## Work to complete
An exact transcription of the records is required, minus any images.

## Supplied information
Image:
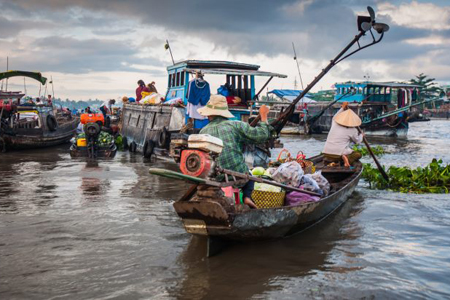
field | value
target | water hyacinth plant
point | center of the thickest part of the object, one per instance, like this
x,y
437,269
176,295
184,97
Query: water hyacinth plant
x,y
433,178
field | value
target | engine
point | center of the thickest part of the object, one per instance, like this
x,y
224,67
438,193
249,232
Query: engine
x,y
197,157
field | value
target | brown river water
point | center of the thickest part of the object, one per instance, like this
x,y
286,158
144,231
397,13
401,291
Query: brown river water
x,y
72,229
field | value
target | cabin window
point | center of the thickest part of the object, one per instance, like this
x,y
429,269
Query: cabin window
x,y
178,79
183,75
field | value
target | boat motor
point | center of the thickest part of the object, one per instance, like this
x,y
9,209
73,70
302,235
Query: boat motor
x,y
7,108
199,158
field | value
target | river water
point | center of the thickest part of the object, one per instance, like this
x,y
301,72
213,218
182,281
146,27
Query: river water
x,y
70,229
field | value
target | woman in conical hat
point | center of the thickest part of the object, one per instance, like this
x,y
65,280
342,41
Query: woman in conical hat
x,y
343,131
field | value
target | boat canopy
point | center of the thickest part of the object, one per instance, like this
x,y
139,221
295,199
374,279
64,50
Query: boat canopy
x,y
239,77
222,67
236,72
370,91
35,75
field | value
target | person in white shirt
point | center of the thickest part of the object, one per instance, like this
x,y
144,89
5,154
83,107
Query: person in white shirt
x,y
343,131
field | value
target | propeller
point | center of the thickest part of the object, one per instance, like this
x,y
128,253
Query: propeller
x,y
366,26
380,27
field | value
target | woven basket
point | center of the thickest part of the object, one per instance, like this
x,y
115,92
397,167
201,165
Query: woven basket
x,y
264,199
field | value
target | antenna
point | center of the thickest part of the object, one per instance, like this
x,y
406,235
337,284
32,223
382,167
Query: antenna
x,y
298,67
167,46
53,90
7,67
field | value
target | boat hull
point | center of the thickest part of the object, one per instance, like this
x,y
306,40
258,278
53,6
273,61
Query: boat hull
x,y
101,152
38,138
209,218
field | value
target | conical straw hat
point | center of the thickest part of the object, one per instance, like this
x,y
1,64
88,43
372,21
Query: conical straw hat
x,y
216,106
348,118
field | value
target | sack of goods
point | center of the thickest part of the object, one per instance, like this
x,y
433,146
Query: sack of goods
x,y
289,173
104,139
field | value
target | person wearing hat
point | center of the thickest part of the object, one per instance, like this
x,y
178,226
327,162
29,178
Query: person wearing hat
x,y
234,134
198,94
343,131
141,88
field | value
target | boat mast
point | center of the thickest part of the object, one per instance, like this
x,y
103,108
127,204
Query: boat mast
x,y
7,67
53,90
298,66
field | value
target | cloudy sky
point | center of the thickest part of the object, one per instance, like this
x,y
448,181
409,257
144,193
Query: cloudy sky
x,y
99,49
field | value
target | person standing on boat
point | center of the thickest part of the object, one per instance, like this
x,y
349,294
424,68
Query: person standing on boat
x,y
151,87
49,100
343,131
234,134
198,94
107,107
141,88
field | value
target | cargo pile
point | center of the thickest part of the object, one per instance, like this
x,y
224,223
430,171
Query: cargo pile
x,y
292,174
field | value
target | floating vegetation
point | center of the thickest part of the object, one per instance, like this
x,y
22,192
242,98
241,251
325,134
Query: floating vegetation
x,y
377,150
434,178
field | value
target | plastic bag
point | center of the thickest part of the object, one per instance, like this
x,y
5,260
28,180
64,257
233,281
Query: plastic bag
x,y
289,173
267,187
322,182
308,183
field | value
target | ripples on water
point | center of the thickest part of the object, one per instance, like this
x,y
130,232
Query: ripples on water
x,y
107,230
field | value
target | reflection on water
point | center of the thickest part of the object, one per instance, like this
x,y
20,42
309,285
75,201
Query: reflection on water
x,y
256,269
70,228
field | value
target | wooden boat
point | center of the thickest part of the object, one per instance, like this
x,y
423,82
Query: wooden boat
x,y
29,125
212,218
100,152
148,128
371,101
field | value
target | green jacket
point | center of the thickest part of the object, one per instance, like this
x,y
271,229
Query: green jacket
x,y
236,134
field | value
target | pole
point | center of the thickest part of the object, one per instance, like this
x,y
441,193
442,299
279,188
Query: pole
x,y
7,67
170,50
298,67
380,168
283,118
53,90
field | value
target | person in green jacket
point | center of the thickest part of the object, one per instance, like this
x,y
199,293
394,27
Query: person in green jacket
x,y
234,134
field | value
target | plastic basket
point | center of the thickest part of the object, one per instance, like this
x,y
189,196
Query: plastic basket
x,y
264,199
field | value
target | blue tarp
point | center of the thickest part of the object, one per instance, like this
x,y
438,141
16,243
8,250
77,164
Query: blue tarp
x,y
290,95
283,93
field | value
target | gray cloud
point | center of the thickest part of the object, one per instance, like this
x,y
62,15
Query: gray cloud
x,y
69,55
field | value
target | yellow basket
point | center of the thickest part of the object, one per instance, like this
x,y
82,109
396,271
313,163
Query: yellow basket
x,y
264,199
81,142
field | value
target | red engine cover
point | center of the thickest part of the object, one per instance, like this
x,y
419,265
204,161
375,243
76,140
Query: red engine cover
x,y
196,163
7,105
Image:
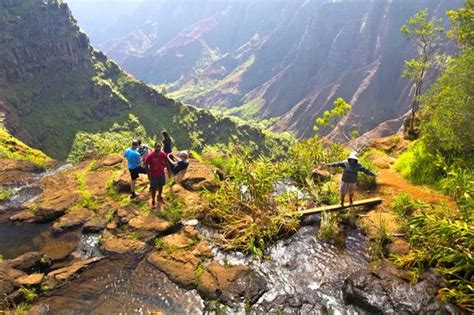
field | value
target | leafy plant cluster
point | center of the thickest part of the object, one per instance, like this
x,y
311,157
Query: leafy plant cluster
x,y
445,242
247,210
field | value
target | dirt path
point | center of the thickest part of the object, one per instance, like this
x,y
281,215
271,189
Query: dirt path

## Exercise output
Image:
field | value
target | water hyacinth plant
point | center of the thickest part of the object, one per instance, like this
x,y
437,269
176,295
184,97
Query: water hyacinth plant
x,y
433,178
field | value
target | engine
point | center of the thickest part of the object, one per instance, like this
x,y
224,67
438,193
249,232
Query: engine
x,y
197,157
field | value
target | brown river water
point | center of the thickest part of the object, one per instance, like this
x,y
286,158
144,231
397,13
401,291
Query: brown river water
x,y
72,229
field | value
target | cabin window
point | center of the thickest part of the object, one per instance, like this
x,y
429,269
Query: cabin window
x,y
178,79
183,75
field | value
target | boat motor
point | center of the thickest part of the object, one per instance, like this
x,y
9,209
73,70
302,235
Query: boat motor
x,y
7,108
199,158
field | value
target | river water
point | center of the thickest part of the object, one per instance, like this
x,y
301,72
213,218
182,281
146,27
Query: river water
x,y
70,229
field | value
target | woman in conical hat
point | center of the thickest part of the object, one per instance, like this
x,y
65,280
342,41
Query: woman in conical hat
x,y
343,131
field | value
target | boat canopy
point | center of the thickest part of the object, one per instance, like this
x,y
139,221
295,199
374,279
64,50
Query: boat canopy
x,y
239,77
222,67
236,72
370,91
35,75
field | value
target | person in white shirt
point | center of the thickest part of the object, one per instance, like this
x,y
144,89
5,154
83,107
Query: person in white shirt
x,y
343,131
field | value
target | propeller
point | center of the thickest part of the object, one per instance, like this
x,y
128,253
Query: propeller
x,y
366,26
380,27
field | value
target | woven basket
point | center of the thickest part of the object, one per instance, like this
x,y
115,92
397,167
201,165
Query: woven basket
x,y
264,199
field | value
target | antenna
point | center of the thickest part of the object, one per instance, like this
x,y
406,235
337,284
32,223
382,167
Query: antenna
x,y
298,67
167,46
53,90
7,67
field | value
target | boat hull
point | center of the thickest part of the object, one per instance, like this
x,y
306,40
258,278
53,6
273,61
Query: boat hull
x,y
101,152
38,138
209,218
field | value
target | conical straw hat
point | center of the thickest part of the object, one per instance, like this
x,y
1,64
88,43
372,21
Query: conical straw hat
x,y
216,106
348,118
field | value
target | sack of goods
point | center of the thickest part of the object, one per instance, like this
x,y
433,146
Query: sack of goods
x,y
289,173
104,139
field | value
target | person wearing hat
point | center of the thickest part of the object, one per instance, like this
x,y
178,226
327,162
29,178
Query: person wearing hat
x,y
234,134
198,94
343,131
141,88
field | value
target | boat mast
point | center of the thickest part of the object, one per instance, like this
x,y
103,108
127,204
Query: boat mast
x,y
7,67
53,90
298,66
field | value
target | cloudy sky
point | center of the thickest part of the object, one per instance, like this
x,y
448,181
409,257
144,193
Query: cloudy sky
x,y
99,49
field | value
target | person standing on boat
point | center of the thickest part of the object, one per instance, like this
x,y
349,294
424,68
Query: person standing on boat
x,y
151,87
49,100
343,131
234,134
198,94
107,107
141,88
field | value
target | cargo pile
point | center of the thickest part of the object, one per instance, like this
x,y
224,223
430,171
Query: cargo pile
x,y
292,174
field | value
target | floating vegetation
point | center of the thickest part of the object, one per instance, like this
x,y
22,192
242,98
241,251
325,134
Query: floating vegetation
x,y
377,150
434,178
field | value
target | plastic bag
point | center of the thickest part of the object, one per instance, like this
x,y
5,260
28,180
64,257
233,281
Query: plastic bag
x,y
289,173
267,187
322,182
308,183
field | value
target | ripples on water
point | center of the thickest part of the object, one per instance, like this
x,y
130,232
Query: ripples on water
x,y
107,230
field | value
target | reflection on water
point | center of the thickest part of the object, one per instance, like this
x,y
20,42
309,285
75,201
Query: reflection on water
x,y
256,269
70,228
field | value
target | wooden boat
point | center of the thickest part of the object, one per instance, like this
x,y
423,82
Query: wooden boat
x,y
29,125
212,218
100,152
148,128
371,101
field | value
target | green jacket
point | center of the thickest part of the object, one per instance, like this
x,y
271,229
Query: green jacket
x,y
236,134
field | value
target | pole
point | center of the thickest part of the object, one per instance, like this
x,y
441,193
442,299
279,188
Query: pole
x,y
7,67
170,50
298,67
380,168
283,118
53,90
field | value
target | person in green jacket
point | center of the thickest part of the object, one per instance, like this
x,y
199,293
394,27
Query: person in green jacket
x,y
234,134
field | value
target | plastic basket
point | center of the thickest part of the object, one per instance, like this
x,y
189,196
Query: plastic basket
x,y
264,199
field | value
target | blue tarp
point | center of the thickest part of the object, one per instance, like this
x,y
438,141
16,243
8,250
77,164
Query: blue tarp
x,y
290,95
283,93
field | value
target | gray cloud
point | center of the thickest part of the object, one per instance, like this
x,y
62,15
Query: gray cloud
x,y
69,55
field | value
target | yellow basket
point | center of the thickest part of the object, one per instance, like this
x,y
82,109
396,271
313,163
Query: yellow basket
x,y
264,199
81,142
field | value
target | red engine cover
point | center of the thickest part of the object, one per instance, like this
x,y
419,265
204,161
375,243
76,140
Query: red engine cover
x,y
196,163
7,105
Image:
field | value
target | leafy plant cluster
point | center of the thickest part of the object, one per instance, like this
x,y
311,157
Query: leafy plant cluster
x,y
445,242
247,210
field | value
target | dirt path
point | center of the thickest part of the object, one per instance, like this
x,y
281,215
271,189
Query: dirt path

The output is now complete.